Required work:
Count the lines in the records below that contain the string "Target", treating case as significant. Reply with the number alone.

Raw records:
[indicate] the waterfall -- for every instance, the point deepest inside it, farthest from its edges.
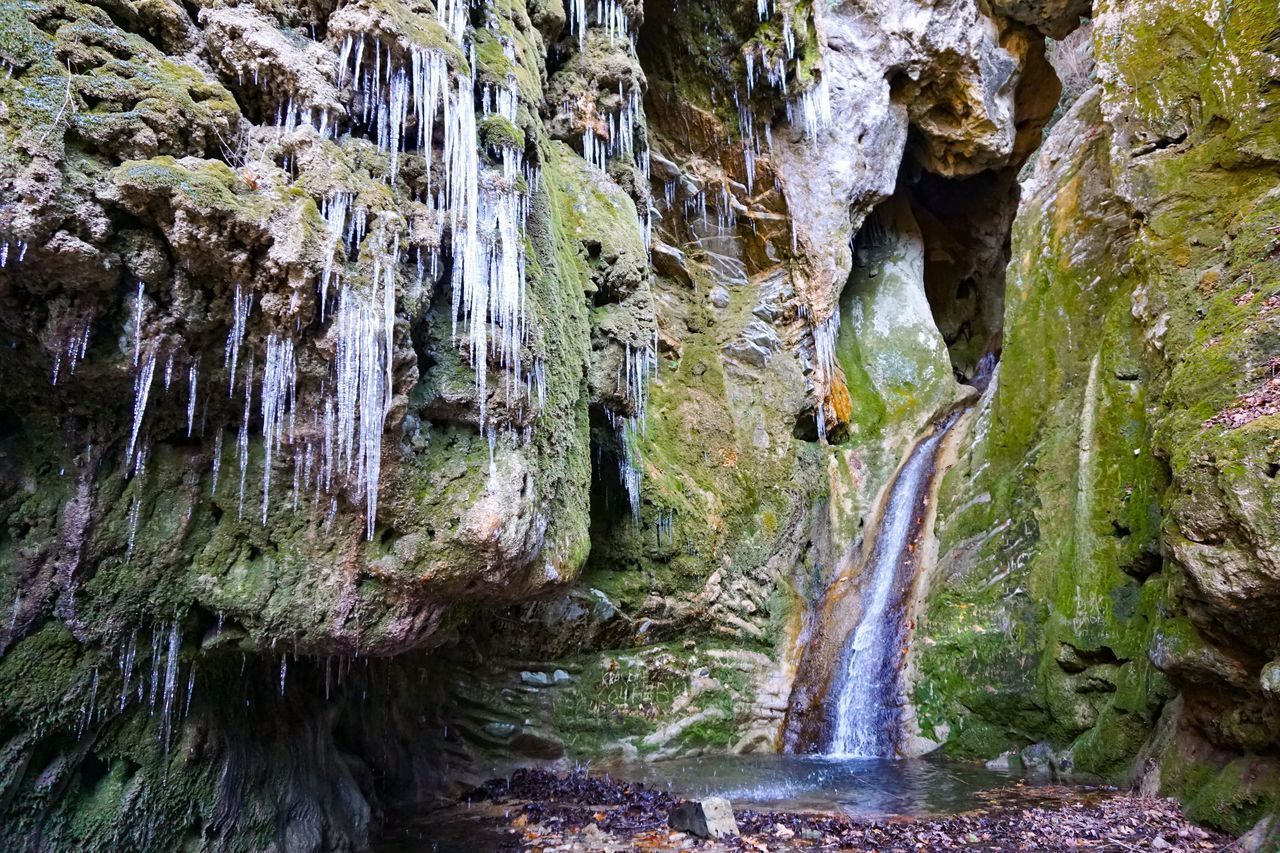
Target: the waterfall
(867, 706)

...

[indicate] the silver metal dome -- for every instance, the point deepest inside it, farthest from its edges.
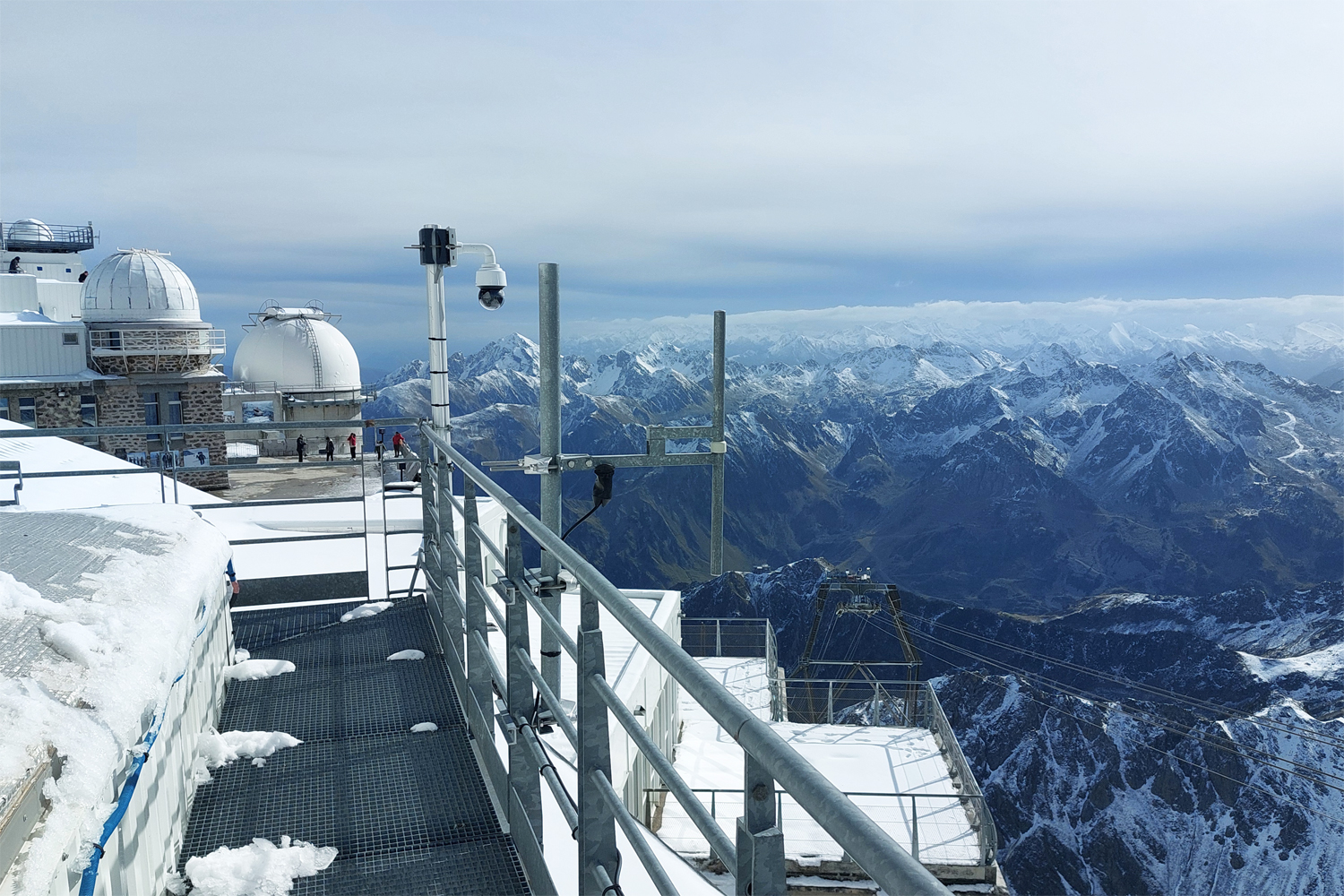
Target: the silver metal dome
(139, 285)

---

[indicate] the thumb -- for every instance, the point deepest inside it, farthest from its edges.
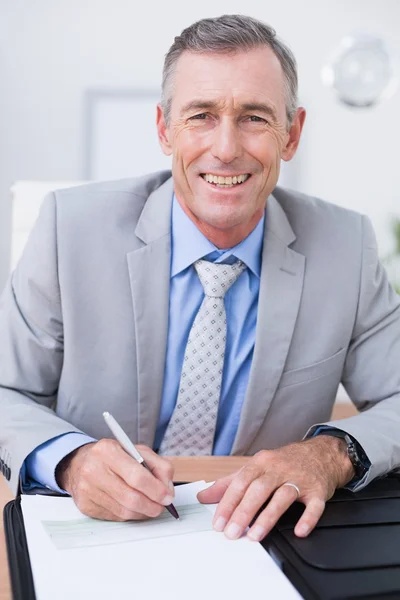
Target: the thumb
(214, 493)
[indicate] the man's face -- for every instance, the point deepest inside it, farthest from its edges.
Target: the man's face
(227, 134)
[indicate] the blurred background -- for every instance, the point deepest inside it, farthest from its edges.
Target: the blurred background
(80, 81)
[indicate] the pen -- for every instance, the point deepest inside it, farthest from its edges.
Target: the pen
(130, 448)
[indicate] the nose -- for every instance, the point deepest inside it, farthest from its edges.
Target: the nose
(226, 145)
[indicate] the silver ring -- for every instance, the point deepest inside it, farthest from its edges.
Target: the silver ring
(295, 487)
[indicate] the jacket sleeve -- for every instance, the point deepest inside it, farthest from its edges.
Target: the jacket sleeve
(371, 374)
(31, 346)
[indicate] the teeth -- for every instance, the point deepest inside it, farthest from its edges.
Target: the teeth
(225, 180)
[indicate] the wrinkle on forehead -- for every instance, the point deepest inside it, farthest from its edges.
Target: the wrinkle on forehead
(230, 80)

The reply:
11